_Exercise instructions_:
Give back every line of the items below word for word, leaving out the pictures.

_Data supplied_:
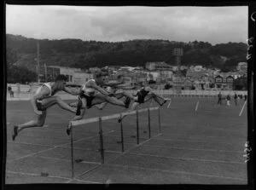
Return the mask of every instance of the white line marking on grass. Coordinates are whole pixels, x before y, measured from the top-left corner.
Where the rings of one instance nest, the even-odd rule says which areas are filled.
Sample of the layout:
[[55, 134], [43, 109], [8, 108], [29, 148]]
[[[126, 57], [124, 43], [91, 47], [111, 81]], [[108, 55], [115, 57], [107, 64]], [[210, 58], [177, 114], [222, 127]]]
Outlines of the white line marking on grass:
[[[17, 172], [17, 171], [6, 170], [6, 173], [24, 175], [24, 176], [42, 176], [41, 174], [34, 174], [34, 173], [27, 173], [27, 172], [20, 172], [20, 171]], [[87, 183], [99, 183], [99, 182], [96, 182], [96, 181], [84, 181], [84, 180], [79, 180], [79, 179], [72, 179], [72, 178], [69, 178], [69, 177], [57, 176], [53, 176], [53, 175], [49, 175], [47, 177], [67, 180], [65, 183], [69, 183], [72, 181], [78, 181], [87, 182]]]
[[201, 149], [201, 148], [183, 148], [178, 147], [167, 147], [167, 146], [154, 146], [154, 145], [144, 145], [150, 147], [163, 147], [170, 149], [178, 149], [178, 150], [190, 150], [190, 151], [208, 151], [208, 152], [221, 152], [221, 153], [242, 153], [242, 151], [227, 151], [227, 150], [214, 150], [214, 149]]
[[[154, 137], [156, 137], [156, 136], [161, 135], [162, 135], [161, 133], [160, 133], [160, 134], [158, 134], [158, 135], [156, 135], [155, 136], [153, 136], [152, 138], [150, 138], [150, 139], [148, 139], [148, 140], [147, 140], [147, 141], [143, 141], [142, 143], [140, 143], [140, 144], [138, 144], [138, 145], [137, 145], [137, 146], [135, 146], [135, 147], [131, 147], [131, 148], [127, 149], [127, 150], [125, 151], [124, 153], [120, 153], [119, 155], [118, 155], [118, 156], [113, 158], [112, 159], [109, 159], [108, 161], [106, 161], [105, 164], [108, 164], [108, 163], [109, 163], [109, 162], [112, 162], [113, 160], [114, 160], [114, 159], [119, 158], [120, 156], [125, 154], [127, 152], [129, 152], [129, 151], [131, 151], [131, 150], [132, 150], [132, 149], [134, 149], [134, 148], [136, 148], [136, 147], [140, 147], [141, 145], [144, 144], [145, 142], [150, 141], [151, 139], [153, 139], [153, 138], [154, 138]], [[101, 164], [101, 165], [102, 165], [102, 164]], [[92, 171], [92, 170], [94, 170], [99, 169], [101, 165], [96, 166], [96, 167], [94, 167], [94, 168], [92, 168], [92, 169], [90, 169], [90, 170], [87, 170], [87, 171], [82, 173], [82, 174], [79, 175], [78, 177], [82, 176], [84, 176], [84, 175], [85, 175], [85, 174], [87, 174], [87, 173], [89, 173], [89, 172], [90, 172], [90, 171]]]
[[152, 171], [162, 171], [162, 172], [173, 173], [173, 174], [185, 174], [185, 175], [192, 175], [192, 176], [204, 176], [204, 177], [216, 177], [216, 178], [230, 179], [230, 180], [247, 181], [247, 179], [241, 179], [241, 178], [227, 177], [227, 176], [214, 176], [214, 175], [204, 175], [204, 174], [198, 174], [198, 173], [194, 173], [194, 172], [171, 171], [171, 170], [166, 170], [148, 169], [148, 168], [143, 168], [143, 167], [138, 167], [138, 166], [121, 165], [121, 164], [108, 164], [109, 166], [117, 166], [117, 167], [122, 167], [122, 168], [132, 168], [132, 169], [152, 170]]
[[243, 104], [243, 106], [242, 106], [242, 108], [241, 108], [241, 112], [240, 112], [240, 113], [239, 113], [239, 116], [241, 116], [241, 113], [242, 113], [242, 111], [243, 111], [243, 108], [244, 108], [244, 107], [245, 107], [246, 103], [247, 103], [247, 101], [244, 102], [244, 104]]
[[171, 105], [171, 103], [172, 103], [172, 99], [170, 98], [170, 100], [169, 100], [169, 104], [168, 104], [168, 107], [167, 107], [167, 108], [169, 108], [169, 107], [170, 107], [170, 105]]
[[193, 158], [179, 158], [179, 157], [168, 157], [168, 156], [158, 156], [154, 154], [148, 153], [127, 153], [130, 155], [137, 155], [137, 156], [147, 156], [147, 157], [154, 157], [160, 158], [170, 158], [170, 159], [182, 159], [182, 160], [189, 160], [189, 161], [198, 161], [198, 162], [213, 162], [213, 163], [225, 163], [225, 164], [244, 164], [243, 162], [234, 162], [234, 161], [224, 161], [224, 160], [212, 160], [212, 159], [199, 159]]
[[197, 101], [197, 103], [196, 103], [196, 107], [195, 107], [195, 112], [196, 112], [197, 111], [197, 108], [198, 108], [198, 104], [199, 104], [199, 101]]
[[[114, 130], [111, 130], [111, 131], [108, 131], [108, 132], [107, 132], [107, 133], [105, 133], [105, 134], [112, 133], [112, 132], [113, 132], [113, 131], [114, 131]], [[104, 134], [104, 133], [103, 133], [103, 134]], [[96, 136], [98, 136], [98, 135], [96, 135]], [[91, 137], [89, 137], [89, 138], [94, 138], [94, 137], [96, 137], [96, 136], [91, 136]], [[88, 137], [87, 137], [86, 139], [88, 139]], [[77, 141], [84, 141], [84, 138], [83, 138], [83, 139], [79, 139], [79, 140], [77, 140], [77, 141], [73, 141], [73, 142], [77, 142]], [[22, 158], [27, 158], [27, 157], [31, 157], [31, 156], [34, 156], [34, 155], [36, 155], [36, 154], [38, 154], [38, 153], [44, 153], [44, 152], [46, 152], [46, 151], [53, 150], [53, 149], [55, 149], [55, 148], [58, 148], [58, 147], [61, 147], [61, 146], [69, 145], [69, 144], [70, 144], [70, 142], [65, 143], [65, 144], [61, 144], [61, 145], [57, 145], [57, 146], [55, 146], [55, 147], [51, 147], [50, 148], [47, 148], [47, 149], [44, 149], [44, 150], [42, 150], [42, 151], [38, 151], [38, 152], [36, 152], [36, 153], [33, 153], [26, 155], [26, 156], [23, 156], [23, 157], [20, 157], [20, 158], [12, 159], [12, 160], [10, 160], [9, 162], [12, 162], [12, 161], [15, 161], [15, 160], [22, 159]]]
[[[70, 162], [70, 159], [65, 159], [65, 158], [53, 158], [53, 157], [45, 157], [45, 156], [37, 156], [35, 155], [34, 157], [38, 157], [38, 158], [48, 158], [48, 159], [55, 159], [55, 160], [61, 160], [61, 161], [66, 161], [66, 162]], [[90, 162], [90, 161], [81, 161], [79, 163], [83, 163], [83, 164], [102, 164], [99, 162]]]
[[[6, 173], [19, 174], [19, 175], [25, 175], [25, 176], [41, 176], [41, 174], [20, 172], [20, 171], [17, 172], [17, 171], [6, 170]], [[70, 180], [70, 178], [68, 178], [68, 177], [56, 176], [53, 176], [53, 175], [49, 175], [47, 177], [60, 178], [60, 179], [63, 179], [63, 180]]]
[[226, 142], [213, 142], [213, 141], [196, 141], [196, 140], [179, 140], [179, 139], [155, 139], [157, 141], [186, 141], [186, 142], [202, 142], [202, 143], [221, 143], [224, 145], [234, 145], [234, 143], [226, 143]]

_Written reply_:
Return the mask of every instance of the white line marking on grass. Coordinates are whole pixels, x before y, measured from the top-left corner.
Where the rings of one instance nest, the even-odd rule says which areas are filled.
Sample of the layout:
[[55, 134], [43, 109], [8, 108], [29, 148]]
[[[126, 57], [124, 43], [91, 47], [111, 81]], [[108, 55], [115, 57], [107, 64]], [[210, 58], [177, 114], [222, 127]]]
Outlines of the white line marking on grass:
[[[17, 172], [17, 171], [6, 170], [6, 173], [24, 175], [24, 176], [42, 176], [41, 174], [34, 174], [34, 173], [27, 173], [27, 172], [20, 172], [20, 171]], [[87, 183], [99, 183], [99, 182], [96, 182], [96, 181], [84, 181], [84, 180], [79, 180], [79, 179], [72, 179], [72, 178], [69, 178], [69, 177], [57, 176], [53, 176], [53, 175], [49, 175], [47, 177], [67, 180], [65, 183], [69, 183], [72, 181], [78, 181], [87, 182]]]
[[201, 149], [201, 148], [183, 148], [178, 147], [167, 147], [167, 146], [154, 146], [154, 145], [144, 145], [150, 147], [163, 147], [170, 149], [178, 149], [178, 150], [190, 150], [190, 151], [208, 151], [208, 152], [221, 152], [221, 153], [242, 153], [242, 151], [227, 151], [227, 150], [214, 150], [214, 149]]
[[[154, 137], [156, 137], [156, 136], [161, 135], [162, 135], [161, 133], [160, 133], [160, 134], [158, 134], [158, 135], [156, 135], [155, 136], [153, 136], [152, 138], [150, 138], [150, 139], [148, 139], [148, 140], [147, 140], [147, 141], [143, 141], [142, 143], [140, 143], [140, 144], [138, 144], [138, 145], [137, 145], [137, 146], [135, 146], [135, 147], [131, 147], [131, 148], [127, 149], [127, 150], [125, 151], [124, 153], [120, 153], [119, 155], [118, 155], [118, 156], [113, 158], [112, 159], [109, 159], [108, 161], [106, 161], [105, 164], [108, 164], [108, 163], [109, 163], [109, 162], [112, 162], [113, 160], [114, 160], [114, 159], [119, 158], [120, 156], [125, 154], [127, 152], [129, 152], [129, 151], [131, 151], [131, 150], [132, 150], [132, 149], [134, 149], [134, 148], [136, 148], [136, 147], [140, 147], [141, 145], [144, 144], [145, 142], [150, 141], [151, 139], [153, 139], [153, 138], [154, 138]], [[101, 164], [101, 165], [102, 165], [102, 164]], [[92, 171], [92, 170], [94, 170], [99, 169], [101, 165], [96, 166], [96, 167], [94, 167], [94, 168], [92, 168], [92, 169], [90, 169], [90, 170], [87, 170], [87, 171], [82, 173], [82, 174], [79, 175], [78, 177], [82, 176], [84, 176], [84, 175], [85, 175], [85, 174], [87, 174], [87, 173], [89, 173], [89, 172], [90, 172], [90, 171]]]
[[152, 171], [162, 171], [162, 172], [173, 173], [173, 174], [185, 174], [185, 175], [192, 175], [192, 176], [204, 176], [204, 177], [216, 177], [216, 178], [230, 179], [230, 180], [247, 181], [247, 179], [241, 179], [241, 178], [227, 177], [227, 176], [214, 176], [214, 175], [204, 175], [204, 174], [198, 174], [198, 173], [194, 173], [194, 172], [171, 171], [171, 170], [166, 170], [148, 169], [148, 168], [143, 168], [143, 167], [138, 167], [138, 166], [121, 165], [121, 164], [108, 164], [109, 166], [117, 166], [117, 167], [122, 167], [122, 168], [132, 168], [132, 169], [152, 170]]
[[243, 104], [243, 106], [242, 106], [242, 108], [241, 108], [241, 112], [240, 112], [240, 113], [239, 113], [239, 116], [241, 116], [241, 113], [242, 113], [242, 111], [243, 111], [243, 108], [244, 108], [244, 107], [245, 107], [246, 103], [247, 103], [247, 101], [244, 102], [244, 104]]
[[171, 105], [171, 103], [172, 103], [172, 99], [170, 98], [170, 100], [169, 100], [169, 104], [168, 104], [168, 107], [167, 107], [167, 108], [169, 108], [169, 107], [170, 107], [170, 105]]
[[193, 158], [179, 158], [179, 157], [168, 157], [168, 156], [158, 156], [154, 154], [148, 153], [127, 153], [130, 155], [137, 155], [137, 156], [147, 156], [147, 157], [154, 157], [160, 158], [170, 158], [170, 159], [182, 159], [182, 160], [189, 160], [189, 161], [198, 161], [198, 162], [213, 162], [213, 163], [225, 163], [225, 164], [244, 164], [243, 162], [234, 162], [234, 161], [224, 161], [224, 160], [212, 160], [212, 159], [199, 159]]
[[197, 101], [197, 103], [196, 103], [196, 107], [195, 107], [195, 112], [196, 112], [197, 111], [197, 108], [198, 108], [198, 104], [199, 104], [199, 101]]
[[[114, 130], [111, 130], [111, 131], [108, 131], [108, 132], [107, 132], [107, 133], [105, 133], [105, 134], [112, 133], [112, 132], [113, 132], [113, 131], [114, 131]], [[104, 134], [104, 133], [103, 133], [103, 134]], [[96, 136], [98, 136], [98, 135], [96, 135]], [[91, 137], [89, 137], [89, 138], [94, 138], [94, 137], [96, 137], [96, 136], [91, 136]], [[88, 137], [87, 137], [86, 139], [88, 139]], [[77, 141], [84, 141], [84, 138], [83, 138], [83, 139], [79, 139], [79, 140], [77, 140], [77, 141], [73, 141], [73, 142], [77, 142]], [[22, 158], [27, 158], [27, 157], [31, 157], [31, 156], [34, 156], [34, 155], [36, 155], [36, 154], [38, 154], [38, 153], [44, 153], [44, 152], [46, 152], [46, 151], [53, 150], [53, 149], [55, 149], [55, 148], [58, 148], [58, 147], [61, 147], [61, 146], [69, 145], [69, 144], [70, 144], [70, 142], [65, 143], [65, 144], [61, 144], [61, 145], [57, 145], [57, 146], [55, 146], [55, 147], [51, 147], [50, 148], [47, 148], [47, 149], [44, 149], [44, 150], [42, 150], [42, 151], [38, 151], [38, 152], [36, 152], [36, 153], [33, 153], [26, 155], [26, 156], [23, 156], [23, 157], [20, 157], [20, 158], [12, 159], [12, 160], [10, 160], [9, 162], [12, 162], [12, 161], [15, 161], [15, 160], [22, 159]]]
[[[70, 162], [70, 159], [65, 159], [65, 158], [53, 158], [53, 157], [45, 157], [45, 156], [37, 156], [35, 155], [34, 157], [38, 157], [38, 158], [48, 158], [48, 159], [55, 159], [55, 160], [61, 160], [61, 161], [66, 161], [66, 162]], [[90, 162], [90, 161], [81, 161], [79, 163], [83, 163], [83, 164], [102, 164], [99, 162]]]
[[[6, 173], [19, 174], [19, 175], [25, 175], [25, 176], [41, 176], [41, 174], [20, 172], [20, 171], [17, 172], [17, 171], [6, 170]], [[70, 180], [70, 178], [68, 178], [68, 177], [56, 176], [53, 176], [53, 175], [49, 175], [47, 177], [60, 178], [60, 179], [63, 179], [63, 180]]]
[[226, 142], [213, 142], [213, 141], [196, 141], [196, 140], [179, 140], [179, 139], [155, 139], [157, 141], [186, 141], [186, 142], [202, 142], [202, 143], [221, 143], [224, 145], [234, 145], [234, 143], [226, 143]]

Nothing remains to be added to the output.